** start of SELECTED PASSAGE **
Again, the “callback” could be applied to multiple outing options, but this would be an alternative of including it as noted in the editor’s note in 2.5.3 about re-using the “callback” field. 

> * 2.5.2: the "app" option is problematic, as you already note. The RC may not even know if a given URL will result in an application launching.

It depends on the nature of app — it could be a single URL like it is in many mobile platforms today but it could also be a bundle of other information that can be used to launch the app. I don’t think we’ll be doing any good by assuming things will continue to be single URLs.

> * 2.5.2: and shouldn't the RC include a list of supported applications? (Which would have lovely privacy implications.)

I think that’s a reasonable dimension and one of the reasons “app” launch should be separate from the “normal” redirect. I brought this up with some implementors in the financial sector a while ago, and with that group at least there wasn’t a lot of desire for that kind of functionality. 

I agree that there are some significant privacy implications driving this as well. 

> * 2.5.3: there's a parenthetical discussion on whether the URL is unique. But the nonce parameter implies that the "hash" parameter is unique per request, making this discussion moot.

I agree with you, if we have a “nonce” then you don’t necessarily need a unique URL, at least not for security purposes. The editor’s note is to point out the inverse that came up in design team discussions, that the “nonce” is not needed to protect against some of the attacks if you require a unique URL. I would like to see some formal analysis against this feature set as we build this out. 

> * 2.5.3: even if we need a different kind of post-interaction "redirect", where the RC is not involved, there must be a way to ensure that the RC receives positive (cryptographically protected) confirmation that the authorization was successful. In other words, what we're discussing here is not an RC interaction mode, it is something else, and should probably have a separate protocol element to describe it.

I’m on the fence about it being something outside the interaction element, since it’s a kind of post-interaction method just like “callback” already defines. I don’t think it makes sense to allow a client to ask for more than one of these at a time, and it could lead to some weird race conditions (do I poll if I might get a callback?) and potential security issues (I polled but then got a callback, is that an injection attack?).
** end of SELECTED PASSAGE **
** start of DATA SUPPLIED **
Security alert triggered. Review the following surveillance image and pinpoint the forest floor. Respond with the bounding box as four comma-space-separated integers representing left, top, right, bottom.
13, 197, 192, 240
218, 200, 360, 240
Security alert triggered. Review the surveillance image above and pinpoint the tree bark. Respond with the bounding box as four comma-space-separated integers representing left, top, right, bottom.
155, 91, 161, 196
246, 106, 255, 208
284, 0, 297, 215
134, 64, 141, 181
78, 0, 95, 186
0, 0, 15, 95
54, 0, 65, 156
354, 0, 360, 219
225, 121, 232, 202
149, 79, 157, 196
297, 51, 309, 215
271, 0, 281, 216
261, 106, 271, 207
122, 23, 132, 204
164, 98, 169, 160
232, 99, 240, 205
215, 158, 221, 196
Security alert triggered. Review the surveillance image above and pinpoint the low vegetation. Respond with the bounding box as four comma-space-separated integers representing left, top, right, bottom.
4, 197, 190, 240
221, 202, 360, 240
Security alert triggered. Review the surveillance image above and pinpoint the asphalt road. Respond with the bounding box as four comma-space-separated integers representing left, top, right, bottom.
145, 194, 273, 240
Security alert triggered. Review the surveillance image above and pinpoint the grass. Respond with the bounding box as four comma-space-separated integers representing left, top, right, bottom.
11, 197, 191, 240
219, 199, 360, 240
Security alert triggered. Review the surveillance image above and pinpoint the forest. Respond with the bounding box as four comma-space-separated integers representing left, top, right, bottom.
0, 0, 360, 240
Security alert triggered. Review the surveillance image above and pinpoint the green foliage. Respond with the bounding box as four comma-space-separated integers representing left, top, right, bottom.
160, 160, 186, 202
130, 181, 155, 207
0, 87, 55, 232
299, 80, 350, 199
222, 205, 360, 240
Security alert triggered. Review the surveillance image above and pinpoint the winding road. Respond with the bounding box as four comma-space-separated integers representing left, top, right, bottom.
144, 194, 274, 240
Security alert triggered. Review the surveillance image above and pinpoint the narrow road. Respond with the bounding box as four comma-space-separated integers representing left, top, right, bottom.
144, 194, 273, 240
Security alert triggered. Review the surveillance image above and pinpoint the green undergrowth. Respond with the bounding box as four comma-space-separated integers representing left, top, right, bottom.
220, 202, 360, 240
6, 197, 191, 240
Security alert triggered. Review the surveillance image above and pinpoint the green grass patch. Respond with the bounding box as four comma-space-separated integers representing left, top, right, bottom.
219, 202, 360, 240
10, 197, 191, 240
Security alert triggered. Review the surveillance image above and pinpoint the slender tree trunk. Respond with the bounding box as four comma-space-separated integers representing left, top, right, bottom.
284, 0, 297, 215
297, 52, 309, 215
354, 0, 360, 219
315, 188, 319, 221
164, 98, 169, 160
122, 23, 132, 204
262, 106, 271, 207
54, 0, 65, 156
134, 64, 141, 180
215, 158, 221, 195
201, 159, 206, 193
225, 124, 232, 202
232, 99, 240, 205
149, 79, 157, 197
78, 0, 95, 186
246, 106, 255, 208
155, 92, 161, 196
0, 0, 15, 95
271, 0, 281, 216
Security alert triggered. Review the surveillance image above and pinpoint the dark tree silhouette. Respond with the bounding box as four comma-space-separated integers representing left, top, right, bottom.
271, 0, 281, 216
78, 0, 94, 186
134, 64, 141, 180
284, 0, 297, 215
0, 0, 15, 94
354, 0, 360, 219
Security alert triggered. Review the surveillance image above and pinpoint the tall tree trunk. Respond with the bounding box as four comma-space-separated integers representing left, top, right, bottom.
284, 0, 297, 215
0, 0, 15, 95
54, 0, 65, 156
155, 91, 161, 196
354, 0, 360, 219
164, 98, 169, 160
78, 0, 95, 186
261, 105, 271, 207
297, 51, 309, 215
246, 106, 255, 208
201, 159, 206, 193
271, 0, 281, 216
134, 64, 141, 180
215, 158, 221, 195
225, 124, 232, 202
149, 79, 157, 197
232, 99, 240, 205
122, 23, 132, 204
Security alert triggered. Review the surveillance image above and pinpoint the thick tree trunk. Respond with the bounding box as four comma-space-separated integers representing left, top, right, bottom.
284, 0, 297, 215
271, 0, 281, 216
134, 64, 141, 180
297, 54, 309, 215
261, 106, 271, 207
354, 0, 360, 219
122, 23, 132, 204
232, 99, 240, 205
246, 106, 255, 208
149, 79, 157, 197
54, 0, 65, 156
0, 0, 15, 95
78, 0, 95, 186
** end of DATA SUPPLIED **
[WHAT IS ASKED]
A) In the protocol reply, why does the responder think a client shouldn't be able to request more than one post-interaction method at a time? Answer in one to three sentences.
B) Write out everything in the protocol reply from "It depends on" down to "lovely privacy implications.)".
The rows are material separate from the protocol reply.

[RESPONSES FOR EACH TASK]
A) Allowing more than one could lead to odd race conditions, such as not knowing whether to poll if a callback might arrive. It could also create security problems, since receiving a callback after already polling might signal an injection attack.

B)
It depends on the nature of app — it could be a single URL like it is in many mobile platforms today but it could also be a bundle of other information that can be used to launch the app. I don’t think we’ll be doing any good by assuming things will continue to be single URLs.

> * 2.5.2: and shouldn't the RC include a list of supported applications? (Which would have lovely privacy implications.)